-- START EXERCISE MATERIALS --
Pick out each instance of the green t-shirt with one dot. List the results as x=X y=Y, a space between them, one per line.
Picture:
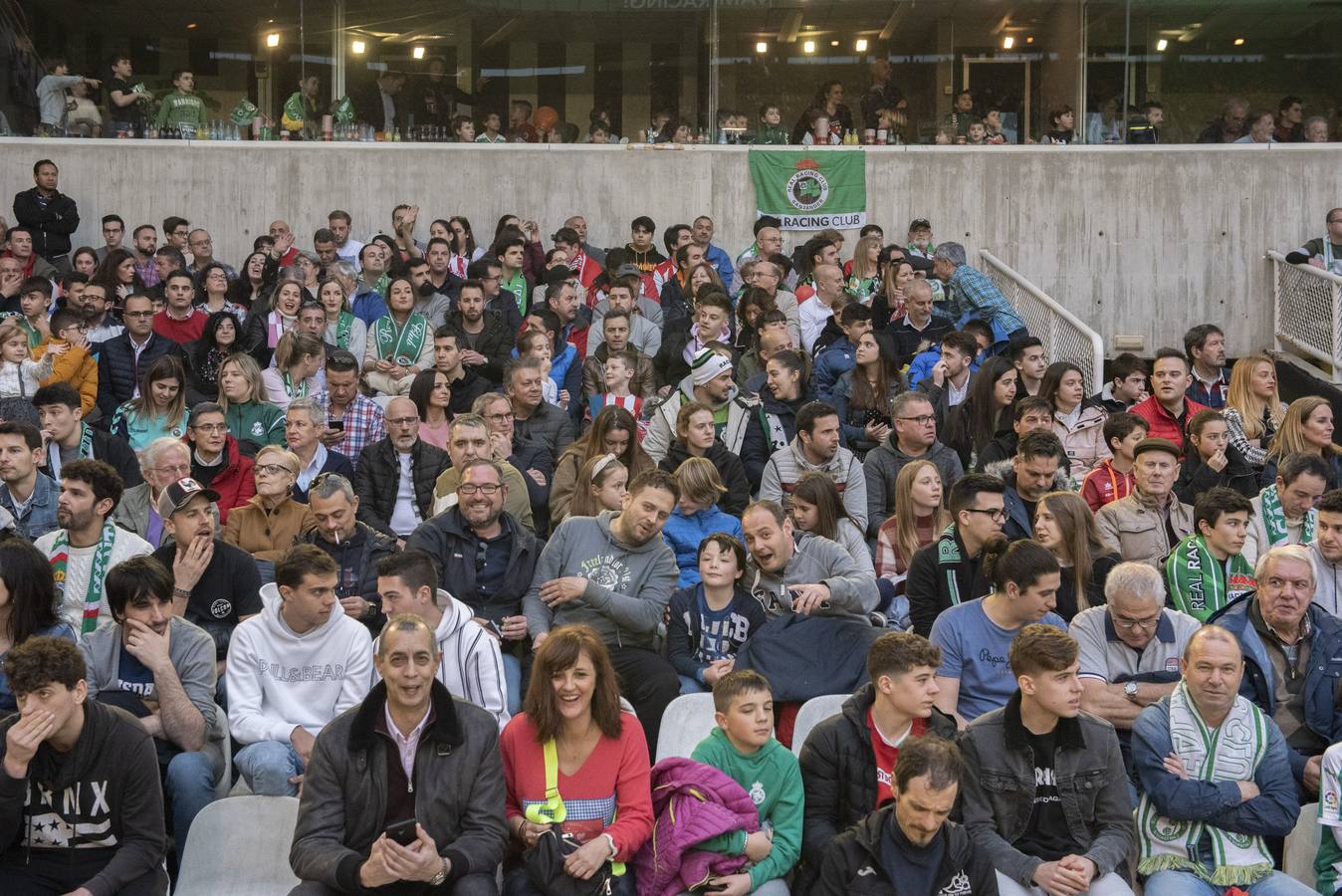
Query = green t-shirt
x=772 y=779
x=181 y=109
-- END EXERCISE MATERIALS --
PROBLEM REQUIREMENTS »
Write out all the rows above again, requests included. Multiply every coordinate in the answers by 0.5, round each result to a whole number with halves going up, and leave the pictures out.

EXERCISE SOLUTION »
Pick out each instance of the green t-shirt with one dot. List the results as x=X y=Y, a space between them, one per line.
Picture:
Query = green t-shirt
x=386 y=390
x=91 y=55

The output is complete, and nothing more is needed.